___ STORED ROWS

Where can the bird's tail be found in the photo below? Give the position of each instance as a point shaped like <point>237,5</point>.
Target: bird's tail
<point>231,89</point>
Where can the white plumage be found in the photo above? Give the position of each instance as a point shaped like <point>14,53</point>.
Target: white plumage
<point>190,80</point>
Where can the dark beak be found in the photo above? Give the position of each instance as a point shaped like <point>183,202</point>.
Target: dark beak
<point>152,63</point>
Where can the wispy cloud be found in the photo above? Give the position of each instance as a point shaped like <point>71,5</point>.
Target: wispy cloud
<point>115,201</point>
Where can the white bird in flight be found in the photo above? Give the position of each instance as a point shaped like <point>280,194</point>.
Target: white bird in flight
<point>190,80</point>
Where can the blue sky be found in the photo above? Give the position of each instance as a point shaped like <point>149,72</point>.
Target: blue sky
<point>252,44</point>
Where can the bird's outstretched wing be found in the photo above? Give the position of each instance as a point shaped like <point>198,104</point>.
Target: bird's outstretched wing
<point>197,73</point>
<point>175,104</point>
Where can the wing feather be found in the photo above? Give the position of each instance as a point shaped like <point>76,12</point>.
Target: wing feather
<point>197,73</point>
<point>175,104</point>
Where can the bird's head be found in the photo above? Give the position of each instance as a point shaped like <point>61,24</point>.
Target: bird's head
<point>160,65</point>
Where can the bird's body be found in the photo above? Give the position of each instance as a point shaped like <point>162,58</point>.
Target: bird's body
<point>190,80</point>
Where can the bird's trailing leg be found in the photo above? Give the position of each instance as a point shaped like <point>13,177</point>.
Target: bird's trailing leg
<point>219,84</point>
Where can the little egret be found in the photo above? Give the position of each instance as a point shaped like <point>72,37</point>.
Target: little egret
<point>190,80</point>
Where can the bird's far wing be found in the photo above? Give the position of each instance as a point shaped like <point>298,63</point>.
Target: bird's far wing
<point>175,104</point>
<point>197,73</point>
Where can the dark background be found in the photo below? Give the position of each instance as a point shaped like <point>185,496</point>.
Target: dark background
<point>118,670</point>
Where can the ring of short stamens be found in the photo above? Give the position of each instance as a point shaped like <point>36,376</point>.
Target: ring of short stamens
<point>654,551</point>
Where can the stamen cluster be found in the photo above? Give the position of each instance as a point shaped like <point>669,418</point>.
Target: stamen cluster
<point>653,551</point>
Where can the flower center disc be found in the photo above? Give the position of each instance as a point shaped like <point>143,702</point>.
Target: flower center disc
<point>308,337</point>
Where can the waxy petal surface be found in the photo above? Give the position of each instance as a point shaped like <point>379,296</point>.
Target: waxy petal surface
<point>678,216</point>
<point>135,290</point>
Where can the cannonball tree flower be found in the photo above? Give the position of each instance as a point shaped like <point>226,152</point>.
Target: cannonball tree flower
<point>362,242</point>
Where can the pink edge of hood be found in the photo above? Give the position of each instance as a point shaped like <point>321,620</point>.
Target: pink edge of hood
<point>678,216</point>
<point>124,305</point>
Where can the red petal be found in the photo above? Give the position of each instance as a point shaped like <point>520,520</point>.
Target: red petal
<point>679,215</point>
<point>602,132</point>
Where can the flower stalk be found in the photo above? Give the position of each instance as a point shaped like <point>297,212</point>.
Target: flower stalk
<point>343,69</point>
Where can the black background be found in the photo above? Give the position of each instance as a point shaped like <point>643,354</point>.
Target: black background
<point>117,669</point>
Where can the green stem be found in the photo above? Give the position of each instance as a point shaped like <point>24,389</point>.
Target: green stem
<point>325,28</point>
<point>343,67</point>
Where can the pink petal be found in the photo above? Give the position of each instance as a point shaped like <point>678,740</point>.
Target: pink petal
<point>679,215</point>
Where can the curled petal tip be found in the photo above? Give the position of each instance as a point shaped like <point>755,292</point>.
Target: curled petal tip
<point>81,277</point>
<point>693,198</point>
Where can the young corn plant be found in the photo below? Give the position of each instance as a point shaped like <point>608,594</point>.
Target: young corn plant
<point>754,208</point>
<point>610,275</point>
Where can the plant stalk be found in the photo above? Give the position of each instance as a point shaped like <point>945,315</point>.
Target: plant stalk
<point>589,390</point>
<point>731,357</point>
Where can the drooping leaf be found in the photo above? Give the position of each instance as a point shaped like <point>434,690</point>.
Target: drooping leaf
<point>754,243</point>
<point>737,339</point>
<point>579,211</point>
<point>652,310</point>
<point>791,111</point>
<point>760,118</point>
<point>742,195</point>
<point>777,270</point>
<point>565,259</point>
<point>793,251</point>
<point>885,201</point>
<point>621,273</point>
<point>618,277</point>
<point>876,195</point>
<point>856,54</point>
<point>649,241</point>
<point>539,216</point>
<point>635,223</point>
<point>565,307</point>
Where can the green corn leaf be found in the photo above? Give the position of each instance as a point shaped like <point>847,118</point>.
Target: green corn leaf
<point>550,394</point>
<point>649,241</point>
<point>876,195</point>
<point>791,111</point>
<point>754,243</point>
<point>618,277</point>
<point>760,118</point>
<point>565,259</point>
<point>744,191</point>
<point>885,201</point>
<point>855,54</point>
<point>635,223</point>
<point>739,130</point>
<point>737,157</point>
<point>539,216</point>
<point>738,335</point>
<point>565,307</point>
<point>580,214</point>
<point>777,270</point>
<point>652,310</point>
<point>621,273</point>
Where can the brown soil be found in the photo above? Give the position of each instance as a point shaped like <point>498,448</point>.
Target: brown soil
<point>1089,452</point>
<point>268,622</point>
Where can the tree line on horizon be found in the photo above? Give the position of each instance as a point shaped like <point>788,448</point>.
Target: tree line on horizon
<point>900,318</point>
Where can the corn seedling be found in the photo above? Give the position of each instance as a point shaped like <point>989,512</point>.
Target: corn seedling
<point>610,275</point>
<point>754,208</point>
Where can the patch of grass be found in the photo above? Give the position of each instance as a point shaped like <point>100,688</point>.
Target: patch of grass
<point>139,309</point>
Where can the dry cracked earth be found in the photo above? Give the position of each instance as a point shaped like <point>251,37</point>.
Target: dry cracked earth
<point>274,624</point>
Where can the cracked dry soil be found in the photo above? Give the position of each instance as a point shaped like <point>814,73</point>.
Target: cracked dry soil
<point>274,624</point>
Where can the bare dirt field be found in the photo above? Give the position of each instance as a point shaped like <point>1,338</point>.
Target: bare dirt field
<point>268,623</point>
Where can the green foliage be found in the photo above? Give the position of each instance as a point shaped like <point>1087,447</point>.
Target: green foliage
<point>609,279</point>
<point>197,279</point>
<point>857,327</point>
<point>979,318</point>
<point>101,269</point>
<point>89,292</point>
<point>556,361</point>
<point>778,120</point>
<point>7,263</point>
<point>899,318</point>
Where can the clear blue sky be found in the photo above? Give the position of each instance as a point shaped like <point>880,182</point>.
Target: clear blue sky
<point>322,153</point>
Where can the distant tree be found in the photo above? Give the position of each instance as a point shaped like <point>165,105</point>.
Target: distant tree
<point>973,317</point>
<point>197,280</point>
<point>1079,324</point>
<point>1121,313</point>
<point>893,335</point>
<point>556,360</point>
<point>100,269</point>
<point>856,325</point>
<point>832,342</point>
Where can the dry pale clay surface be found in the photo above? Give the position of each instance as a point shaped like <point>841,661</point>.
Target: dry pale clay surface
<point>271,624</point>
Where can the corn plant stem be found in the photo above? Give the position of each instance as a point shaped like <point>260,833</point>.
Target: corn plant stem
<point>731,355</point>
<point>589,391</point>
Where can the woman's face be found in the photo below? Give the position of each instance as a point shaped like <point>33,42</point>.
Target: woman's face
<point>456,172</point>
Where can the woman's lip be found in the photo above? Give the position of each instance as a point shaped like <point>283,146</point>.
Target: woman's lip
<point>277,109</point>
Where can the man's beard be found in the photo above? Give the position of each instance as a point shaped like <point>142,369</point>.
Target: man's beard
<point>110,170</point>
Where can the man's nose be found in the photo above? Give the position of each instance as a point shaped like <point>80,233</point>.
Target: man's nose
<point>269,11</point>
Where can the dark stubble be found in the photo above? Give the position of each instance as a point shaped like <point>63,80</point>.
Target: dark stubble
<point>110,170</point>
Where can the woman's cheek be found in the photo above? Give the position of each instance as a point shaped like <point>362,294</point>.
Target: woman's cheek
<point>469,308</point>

______

GIVEN TASK –
Above is the material; copy it word for word, beginning with the line that contains "Where can the green stem" and continuing through the line that contains "<point>343,67</point>", both included.

OUTPUT OF THE EXERCISE –
Where can the green stem be found in the photo above? Give the position of each instance as a point shaped like <point>24,389</point>.
Target: green stem
<point>325,28</point>
<point>343,67</point>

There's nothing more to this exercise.